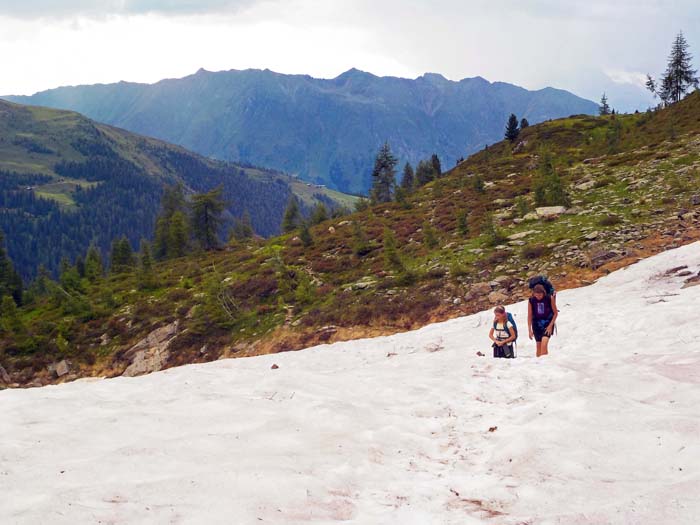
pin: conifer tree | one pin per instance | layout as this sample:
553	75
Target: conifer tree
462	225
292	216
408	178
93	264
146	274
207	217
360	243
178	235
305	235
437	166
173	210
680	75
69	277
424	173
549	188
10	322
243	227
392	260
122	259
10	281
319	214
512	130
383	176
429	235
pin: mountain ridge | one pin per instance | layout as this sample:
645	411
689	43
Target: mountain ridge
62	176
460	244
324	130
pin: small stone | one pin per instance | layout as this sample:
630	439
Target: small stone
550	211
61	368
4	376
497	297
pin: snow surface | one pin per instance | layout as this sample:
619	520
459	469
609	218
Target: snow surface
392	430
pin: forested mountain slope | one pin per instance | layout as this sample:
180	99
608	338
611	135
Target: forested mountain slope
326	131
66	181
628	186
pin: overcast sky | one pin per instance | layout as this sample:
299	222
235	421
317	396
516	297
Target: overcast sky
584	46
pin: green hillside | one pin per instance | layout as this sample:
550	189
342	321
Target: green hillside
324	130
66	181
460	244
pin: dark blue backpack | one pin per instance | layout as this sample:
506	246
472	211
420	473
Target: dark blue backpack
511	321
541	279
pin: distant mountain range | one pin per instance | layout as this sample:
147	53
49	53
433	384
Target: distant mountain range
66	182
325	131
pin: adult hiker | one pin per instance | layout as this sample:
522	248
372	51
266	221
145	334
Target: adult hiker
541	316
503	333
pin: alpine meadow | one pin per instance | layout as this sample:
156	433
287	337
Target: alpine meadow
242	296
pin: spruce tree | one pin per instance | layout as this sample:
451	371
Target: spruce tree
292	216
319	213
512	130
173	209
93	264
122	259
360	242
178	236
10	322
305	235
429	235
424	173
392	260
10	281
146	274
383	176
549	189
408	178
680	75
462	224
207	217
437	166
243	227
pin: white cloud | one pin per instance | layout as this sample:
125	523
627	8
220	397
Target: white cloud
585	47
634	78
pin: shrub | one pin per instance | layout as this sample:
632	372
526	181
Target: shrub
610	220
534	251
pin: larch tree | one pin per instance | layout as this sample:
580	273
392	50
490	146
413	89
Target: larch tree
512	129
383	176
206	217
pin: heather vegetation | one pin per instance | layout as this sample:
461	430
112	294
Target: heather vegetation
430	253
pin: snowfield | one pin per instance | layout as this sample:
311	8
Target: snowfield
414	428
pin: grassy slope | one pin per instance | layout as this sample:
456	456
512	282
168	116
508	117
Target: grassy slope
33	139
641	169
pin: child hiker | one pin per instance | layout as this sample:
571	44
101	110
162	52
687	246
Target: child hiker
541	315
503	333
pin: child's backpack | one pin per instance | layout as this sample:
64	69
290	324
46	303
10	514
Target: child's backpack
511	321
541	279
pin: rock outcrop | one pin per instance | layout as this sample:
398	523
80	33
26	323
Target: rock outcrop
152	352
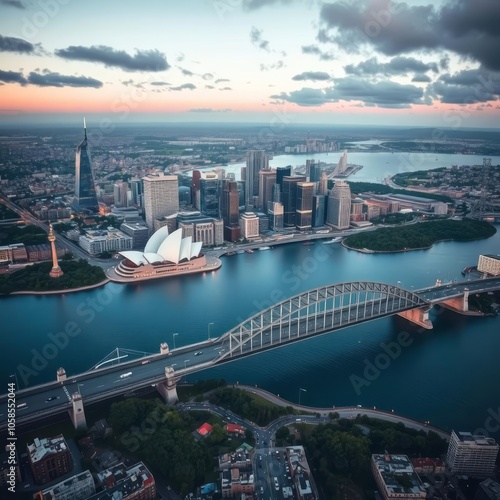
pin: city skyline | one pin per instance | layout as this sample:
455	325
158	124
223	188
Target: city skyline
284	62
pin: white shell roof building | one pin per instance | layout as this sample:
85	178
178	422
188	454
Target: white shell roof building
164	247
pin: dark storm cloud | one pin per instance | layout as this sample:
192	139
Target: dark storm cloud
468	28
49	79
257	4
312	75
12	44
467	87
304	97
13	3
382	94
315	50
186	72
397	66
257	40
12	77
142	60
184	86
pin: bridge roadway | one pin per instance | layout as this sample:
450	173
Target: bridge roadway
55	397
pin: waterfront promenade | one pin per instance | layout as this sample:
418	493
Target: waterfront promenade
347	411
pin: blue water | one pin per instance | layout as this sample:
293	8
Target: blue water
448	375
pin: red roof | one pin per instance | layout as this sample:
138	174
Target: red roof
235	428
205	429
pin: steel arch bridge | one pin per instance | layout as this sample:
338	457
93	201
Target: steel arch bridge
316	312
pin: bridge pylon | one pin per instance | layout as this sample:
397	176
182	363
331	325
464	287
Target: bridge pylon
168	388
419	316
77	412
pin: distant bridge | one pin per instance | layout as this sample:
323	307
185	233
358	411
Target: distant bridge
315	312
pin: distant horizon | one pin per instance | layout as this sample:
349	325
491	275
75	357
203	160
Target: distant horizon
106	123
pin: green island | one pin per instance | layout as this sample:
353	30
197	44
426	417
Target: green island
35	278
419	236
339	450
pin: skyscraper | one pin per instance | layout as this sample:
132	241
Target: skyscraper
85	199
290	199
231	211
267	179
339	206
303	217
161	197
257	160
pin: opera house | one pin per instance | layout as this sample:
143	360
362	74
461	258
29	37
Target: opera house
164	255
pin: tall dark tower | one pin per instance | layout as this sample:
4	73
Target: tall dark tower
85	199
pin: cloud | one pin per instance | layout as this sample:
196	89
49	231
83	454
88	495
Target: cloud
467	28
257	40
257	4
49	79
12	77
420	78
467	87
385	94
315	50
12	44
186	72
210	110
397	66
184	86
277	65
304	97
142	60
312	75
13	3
━━━━━━━━━━━━━━━━━━━━
# The exercise
Repeat all of the records verbatim, leaving out the pictures.

# Answer to this exercise
pin: conifer tree | one pin per instance | layout as this sample:
553	75
Target: conifer tree
462	225
292	216
408	178
93	264
146	274
207	217
360	243
178	235
305	235
437	166
173	210
680	75
69	277
424	173
549	188
10	322
243	227
392	260
122	259
10	281
319	214
512	130
383	176
429	235
pin: mountain ridge | one pin per instance | layout as this sample:
645	411
689	43
Target: mountain ridge
62	176
460	244
324	130
pin: small stone | one pin per instance | layout as this sample:
630	439
Target: small stone
550	211
61	368
4	376
497	297
pin: snow surface | one pin per instance | layout as this sample:
619	520
459	469
609	218
Target: snow surface
392	430
pin: forested mountain slope | one pin per instance | layout as this sample:
180	99
608	338
611	135
Target: forested mountain slope
326	131
66	181
628	186
pin: overcast sky | one pin per instance | layout as this sample:
299	222
235	421
317	396
516	297
Target: overcast sky
584	46
pin: green hillside | one pin per instance | layout as this sample:
550	189
342	321
Target: green hillside
324	130
66	181
460	244
pin: dark blue backpack | one pin per instance | layout as this sample:
506	246
472	211
420	473
Target: dark blue backpack
511	321
541	279
pin: distant mountain range | one pin per instance | layout as this sample:
147	53
49	53
433	384
Target: distant mountain range
66	182
325	131
pin: adult hiker | one pin per instance | layout as this sample:
522	248
372	51
266	221
145	334
Target: adult hiker
541	316
503	333
pin: alpine meadow | one pin per instance | layout as this sample:
156	433
287	337
Target: alpine meadow
242	296
pin: spruce tree | one pin per instance | layout as this sample:
451	371
Target: spruce tree
292	216
319	213
512	130
173	209
93	264
122	259
360	242
178	236
10	322
305	235
429	235
424	173
392	260
10	281
146	274
383	176
549	189
408	178
680	75
462	224
207	217
437	166
243	227
pin: white cloud | one pin per instance | layout as this sample:
125	523
627	8
220	397
Target: white cloud
585	47
634	78
pin: shrub | one pin per instance | layout as this sample:
632	372
526	181
Target: shrub
610	220
534	251
pin: larch tree | one pin per instance | layout as this sample:
580	273
392	50
490	146
413	89
Target: larch tree
512	129
383	176
206	217
pin: heather vegetation | one pin per instance | layout as this sample:
461	430
112	294
Target: heather vegetation
430	253
pin: snowfield | one pin per instance | layout as this sample:
311	8
Target: snowfield
414	428
pin: grassy slope | one pin per instance | layout as this sample:
456	456
512	282
168	116
508	117
Target: grassy slope
33	139
641	169
pin: child hiker | one pin per instance | layout as this sample:
571	44
101	110
162	52
687	246
Target: child hiker
541	315
503	333
pin: child's backpack | one pin per instance | layout as this sample:
64	69
290	324
46	303
10	514
Target: child's backpack
511	321
541	279
pin: rock outcrop | one pin per instance | layout as this sample:
398	523
80	33
26	323
Target: rock outcrop
152	352
pin: city skyline | one pin per instance | layout as this sample:
455	325
158	124
223	188
Target: city skyline
284	62
pin: white shell roof building | one pin per instance | layout as this sample:
85	178
178	422
188	454
Target: white shell roof building
164	247
pin: dark storm cloud | one pin per instance | layout as this sample:
192	139
Target: dark storm cloud
468	28
49	79
257	4
312	75
12	44
467	87
304	97
13	3
382	94
315	50
186	72
397	66
257	40
12	77
142	60
184	86
pin: bridge roadway | one pin per instance | layout as this sample:
450	173
Target: bridge roadway
55	397
pin: waterfront promenade | one pin per instance | layout as this sample:
418	493
Target: waterfront promenade
347	411
pin: blue water | one pin per instance | layout as this sample:
293	8
Target: blue water
448	375
pin: red roof | one pin per instance | layout as this sample:
138	174
Target: red roof
235	428
205	429
pin: steel arch bridge | one pin per instance | layout as this sample:
338	457
93	201
Target: steel arch bridge
316	312
pin: bridge pylon | one pin per instance | layout as this sample:
397	176
182	363
331	325
464	287
Target: bridge pylon
168	388
419	316
77	412
pin: distant bridge | one pin per instance | layout as this sample:
323	307
185	233
358	411
Target: distant bridge
315	312
pin: distant horizon | one pin per instance | layout as this sample:
349	325
491	275
75	357
203	160
Target: distant horizon
106	123
pin: green island | one pin per instance | layout as this sample:
353	30
197	44
426	417
Target: green island
35	278
419	236
339	450
pin: skyscraper | one pin per instance | layout as this sample:
132	241
Target: skyscraper
85	199
290	199
231	211
267	179
339	206
303	217
161	197
257	160
pin: opera house | one pin per instance | layout as this sample:
143	360
362	74
461	258
29	37
Target: opera house
164	255
pin: tall dark tower | one pin per instance | layout as this sample:
4	73
Target: tall dark tower
85	199
pin: cloud | one pin per instance | layout as this sample:
196	89
49	231
83	454
88	495
Target: cloud
467	28
257	40
257	4
49	79
12	77
420	78
467	87
385	94
315	50
12	44
186	72
210	110
397	66
184	86
277	65
304	97
142	60
312	75
13	3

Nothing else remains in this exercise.